Study text>
»»

PUNDIT – Predicting hospital Usage Numbers via a DIgital Twin
Principal Investigator: Dr Carlos Lamas-Fernandez, Associate Professor in Business Analytics/ Management Science in Southampton Business School / Faculty of Social Sciences, University of Southampton.
Team:
Professor Christine Currie, School of Mathematics, Faculty of Social Sciences, University of Southampton.
Dr Dan Burns, Innovation Centre, Electronics & Computer Science, University of Southampton.
Dr Chris Duckworth, Innovation Centre, Electronics & Computer Science, University of Southampton.
Professor Michael Boniface, Innovation Centre, Electronics & Computer Science, University of Southampton. Professor Peter Griffiths, School of Health Sciences, University of Southampton.
Dr Mark Wright, University Hospital Southampton NHS Foundation Trust.
Starts: 1 April, 2024
Ends: 30 September 2024
Summary
Hospitals in the UK are in crisis with high levels of occupancy. The percentage of occupancy in England during July-September was 88%, and in UHS it reached 92.2% . These levels exceed the safety threshold for hospital occupancy, which sits at around 85%. Together with difficulties to ensure a smooth patient flow across the hospital, this results in adverse effects for patients: elongated hospital stays, increasing the backlog of elective procedures, increasing delays in ambulance handovers and increased mortality.

««

What this task involves>
Reproduce the passage of the PUNDIT project description starting with "Starts: 1 April, 2024" and going on through "and increased mortality.", without any changes.

Given information>
»»

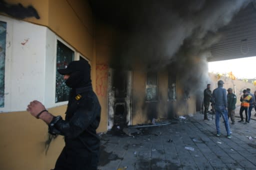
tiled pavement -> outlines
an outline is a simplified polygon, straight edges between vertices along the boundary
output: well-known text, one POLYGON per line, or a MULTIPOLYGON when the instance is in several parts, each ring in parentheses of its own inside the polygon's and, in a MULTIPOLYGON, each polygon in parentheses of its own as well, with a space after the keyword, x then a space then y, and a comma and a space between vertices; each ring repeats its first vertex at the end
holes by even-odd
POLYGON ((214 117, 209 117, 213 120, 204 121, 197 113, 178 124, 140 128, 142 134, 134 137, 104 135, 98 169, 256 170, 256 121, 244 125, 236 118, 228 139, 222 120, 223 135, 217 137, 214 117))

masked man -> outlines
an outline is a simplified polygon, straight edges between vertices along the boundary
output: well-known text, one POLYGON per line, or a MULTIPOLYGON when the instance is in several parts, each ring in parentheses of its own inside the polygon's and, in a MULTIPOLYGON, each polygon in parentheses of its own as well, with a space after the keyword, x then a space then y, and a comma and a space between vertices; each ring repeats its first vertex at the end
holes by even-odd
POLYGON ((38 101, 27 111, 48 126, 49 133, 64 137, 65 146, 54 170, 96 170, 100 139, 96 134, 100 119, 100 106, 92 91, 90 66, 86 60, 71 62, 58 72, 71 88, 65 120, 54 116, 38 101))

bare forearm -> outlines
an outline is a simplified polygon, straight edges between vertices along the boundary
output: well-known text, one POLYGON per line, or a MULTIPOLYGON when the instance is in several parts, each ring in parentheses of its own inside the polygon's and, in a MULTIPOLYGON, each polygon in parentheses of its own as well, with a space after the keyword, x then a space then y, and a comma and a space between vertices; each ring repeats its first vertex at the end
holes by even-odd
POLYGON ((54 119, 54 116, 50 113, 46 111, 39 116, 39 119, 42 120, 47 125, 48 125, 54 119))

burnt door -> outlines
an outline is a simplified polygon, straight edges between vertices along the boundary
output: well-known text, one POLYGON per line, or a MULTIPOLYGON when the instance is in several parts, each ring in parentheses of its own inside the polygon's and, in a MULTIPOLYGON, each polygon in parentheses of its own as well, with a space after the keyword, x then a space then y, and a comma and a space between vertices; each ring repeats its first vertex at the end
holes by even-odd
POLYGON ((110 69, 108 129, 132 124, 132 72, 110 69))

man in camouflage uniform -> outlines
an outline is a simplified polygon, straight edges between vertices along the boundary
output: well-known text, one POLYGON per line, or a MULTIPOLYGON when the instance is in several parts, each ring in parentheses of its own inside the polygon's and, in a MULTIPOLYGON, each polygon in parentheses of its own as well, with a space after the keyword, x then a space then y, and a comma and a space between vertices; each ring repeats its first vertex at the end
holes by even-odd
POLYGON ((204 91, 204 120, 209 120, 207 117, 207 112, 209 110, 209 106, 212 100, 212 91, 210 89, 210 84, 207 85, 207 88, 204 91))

««
»»

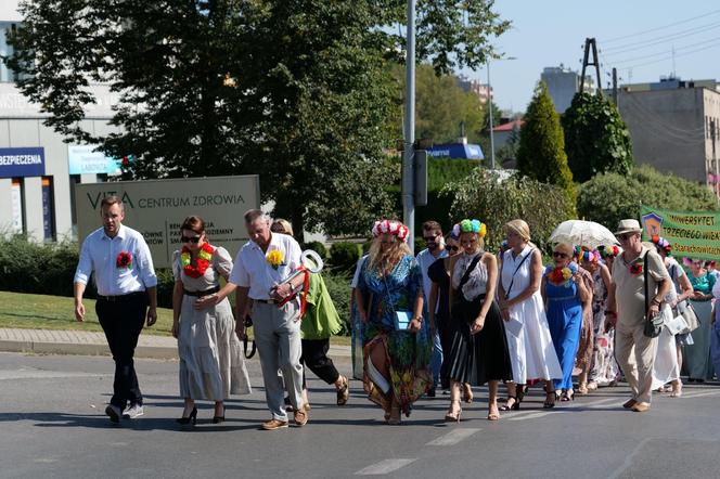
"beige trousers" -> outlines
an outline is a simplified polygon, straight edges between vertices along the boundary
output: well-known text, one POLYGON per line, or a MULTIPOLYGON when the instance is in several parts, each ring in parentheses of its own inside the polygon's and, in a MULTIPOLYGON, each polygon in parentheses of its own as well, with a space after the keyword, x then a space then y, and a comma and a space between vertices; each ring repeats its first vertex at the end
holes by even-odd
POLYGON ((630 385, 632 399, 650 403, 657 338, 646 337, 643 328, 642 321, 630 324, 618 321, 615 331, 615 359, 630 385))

««
»»

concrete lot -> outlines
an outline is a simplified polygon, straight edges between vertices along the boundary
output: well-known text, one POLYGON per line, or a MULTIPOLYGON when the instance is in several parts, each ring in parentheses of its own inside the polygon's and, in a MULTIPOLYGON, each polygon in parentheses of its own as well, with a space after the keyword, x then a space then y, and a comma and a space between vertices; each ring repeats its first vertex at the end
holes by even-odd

««

Result of the task>
Starts: 1 April, 2024
Ends: 30 September 2024
Summary
Hospitals in the UK are in crisis with high levels of occupancy. The percentage of occupancy in England during July-September was 88%, and in UHS it reached 92.2% . These levels exceed the safety threshold for hospital occupancy, which sits at around 85%. Together with difficulties to ensure a smooth patient flow across the hospital, this results in adverse effects for patients: elongated hospital stays, increasing the backlog of elective procedures, increasing delays in ambulance handovers and increased mortality.